Элиас: Да, было легкое напряжение между нашими лагерями. Мы были в одном здании. Это было очень странное расположение, Университет снимал для социологического факультета этаж у Institut für Sozialwissenschaften, Sozialforschung. Так что мы были в одном здании и, конечно, в очень уважительных отношениях. Когда я спросил Хоркхаймера (Max Horkheimer) могу ли я получить кабинет, он ответил «Конечно» — или когда я спросил, могу ли я использовать библиотеку института — снова «Конечно». Мы были в очень уважительных отношениях, но между нами не было интеллектуальных связей — за исключением одного или двух людей, перебегавших из лагеря в лагерь. Я знал и Хоркхаймера, и Адорно (Theodor Adorno) шапочно и не думаю, что Адорно понравилось бы, что я получил первую Премию Адорно города Франкфурта. Но я, конечно, был сформирован (civilised) всем этим.
Хан: Вы с самого начала отправились в Англию?
Элиас: Сначала я приехал в Париж, а затем в Англию. Я оставил Францию поскольку там не было никаких шансов устроиться в университет, а в Англии это возвращение в университет заняло… около двадцати лет.
Хан: И что вы делали в течении этих лет?
Элиас: Я работал в образовании, в Foreign Affairs, с заграничным бизнесом.
Хан: И вы самостоятельно занимались исследованиями в свободное время?
Элиас: [Задумчиво] Именно так. Я попал в Англию в 1935 году и получил место в Лестере в 1954 году.
Хан: Обращаясь к тому, что было несколько месяцев назад, что находилось в фокусе ваших недавних семинаров в Билефельде?
Элиас: Предметом внимания была тема отношений истеблишмент-аутсайдеры (established/outsider relationship). Я думаю, что невозможно ставить все виды отношений истеблишмент-аутсайдеры в зависимость от классовых отношений. И… это более широкий концепт. Это нужно, например, чтобы действительно понять отношения мужчин и женщин, которые были до самого недавнего времени типичным примером отношений истеблишмент-аутсайдеры, или колониальных и империалистических народов. Эти слова у меня имеют точное значение и термин истеблишмент (establishment) здесь стоит в определенном контексте, здесь он стал техническим термином. Это было темой нескольких семинаров.

[Извлечённые данные]
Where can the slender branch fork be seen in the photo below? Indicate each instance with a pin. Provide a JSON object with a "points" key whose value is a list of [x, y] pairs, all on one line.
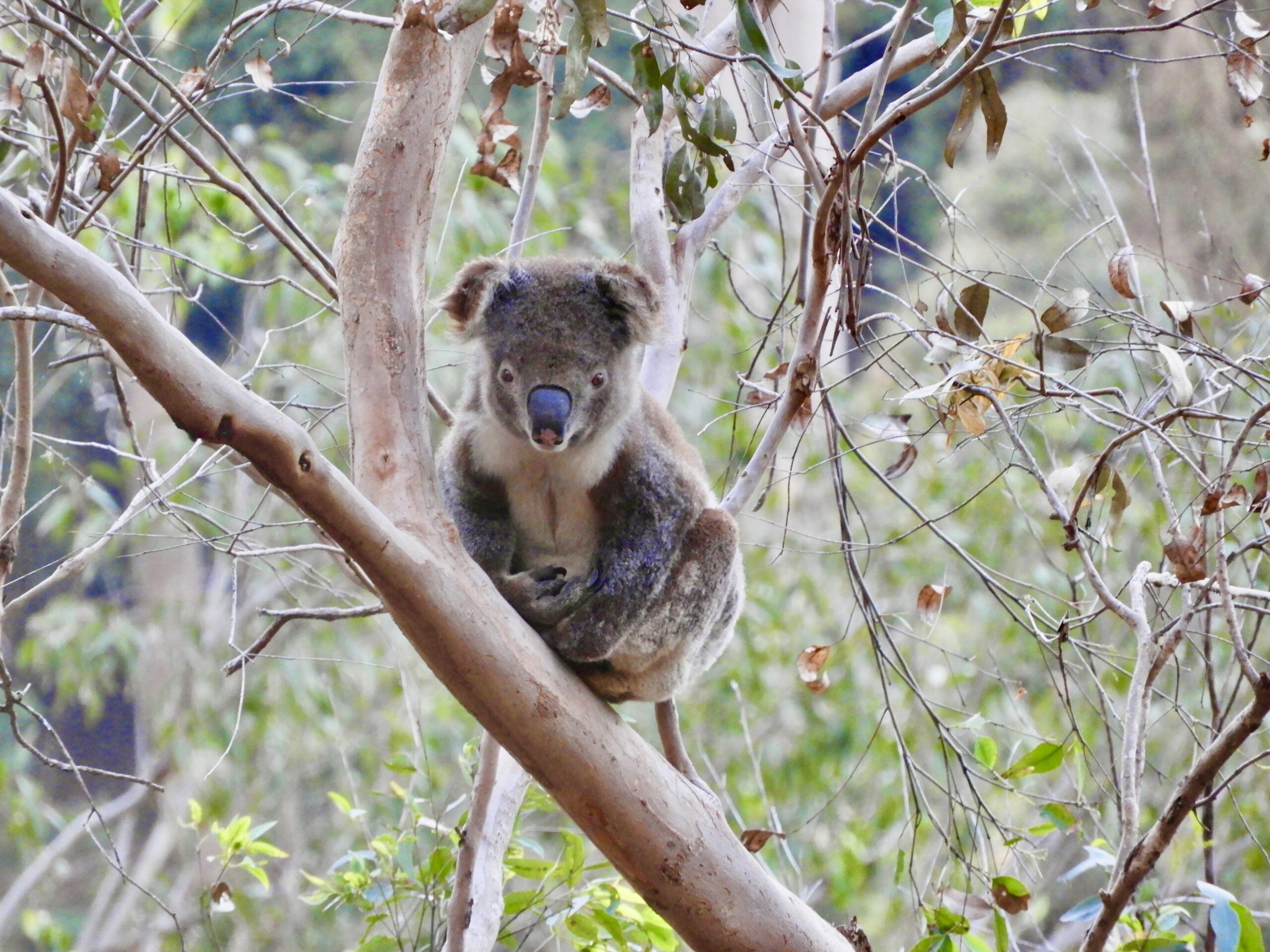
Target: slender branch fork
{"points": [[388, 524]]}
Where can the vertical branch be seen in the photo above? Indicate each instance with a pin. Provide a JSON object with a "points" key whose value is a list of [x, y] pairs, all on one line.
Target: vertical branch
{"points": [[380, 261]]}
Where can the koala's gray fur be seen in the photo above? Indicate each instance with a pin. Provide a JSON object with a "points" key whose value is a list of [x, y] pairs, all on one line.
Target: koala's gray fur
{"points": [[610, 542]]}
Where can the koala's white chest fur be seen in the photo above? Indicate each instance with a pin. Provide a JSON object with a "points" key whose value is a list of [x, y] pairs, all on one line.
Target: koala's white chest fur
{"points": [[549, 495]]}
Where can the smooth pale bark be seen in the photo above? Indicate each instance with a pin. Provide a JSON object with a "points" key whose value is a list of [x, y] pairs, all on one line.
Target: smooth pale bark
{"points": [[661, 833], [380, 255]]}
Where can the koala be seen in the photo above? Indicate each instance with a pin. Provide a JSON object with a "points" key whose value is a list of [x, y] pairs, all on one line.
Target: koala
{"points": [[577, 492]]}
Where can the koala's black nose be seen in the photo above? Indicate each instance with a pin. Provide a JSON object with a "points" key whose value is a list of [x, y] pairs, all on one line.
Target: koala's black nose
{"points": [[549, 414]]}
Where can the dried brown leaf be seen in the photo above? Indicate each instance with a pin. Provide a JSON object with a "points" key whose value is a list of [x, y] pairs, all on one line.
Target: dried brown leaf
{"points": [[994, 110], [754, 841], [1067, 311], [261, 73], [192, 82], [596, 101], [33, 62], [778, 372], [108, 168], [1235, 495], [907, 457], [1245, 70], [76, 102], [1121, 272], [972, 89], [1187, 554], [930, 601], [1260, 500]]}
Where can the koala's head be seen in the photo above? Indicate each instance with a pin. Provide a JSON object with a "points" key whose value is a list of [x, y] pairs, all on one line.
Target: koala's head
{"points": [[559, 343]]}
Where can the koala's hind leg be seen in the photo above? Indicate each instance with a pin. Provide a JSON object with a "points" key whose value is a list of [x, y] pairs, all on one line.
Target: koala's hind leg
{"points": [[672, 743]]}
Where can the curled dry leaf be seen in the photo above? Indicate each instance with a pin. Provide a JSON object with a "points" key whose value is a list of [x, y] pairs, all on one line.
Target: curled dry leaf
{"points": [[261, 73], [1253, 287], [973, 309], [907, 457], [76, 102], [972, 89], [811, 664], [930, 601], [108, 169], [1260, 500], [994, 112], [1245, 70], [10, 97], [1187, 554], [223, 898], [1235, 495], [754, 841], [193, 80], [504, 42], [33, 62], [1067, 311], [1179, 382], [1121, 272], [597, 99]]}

[Что сделать]
(1) Выпишите все географические названия (страны и города) из интервью с Элиасом.
(2) Перепишите из интервью с Элиасом отрывок от «Элиас: Сначала я» до «около двадцати лет.».

[Ответы к заданиям]
(1) Франкфурт, Париж, Англия, Франция, Лестер, Билефельд

(2)
Элиас: Сначала я приехал в Париж, а затем в Англию. Я оставил Францию поскольку там не было никаких шансов устроиться в университет, а в Англии это возвращение в университет заняло… около двадцати лет.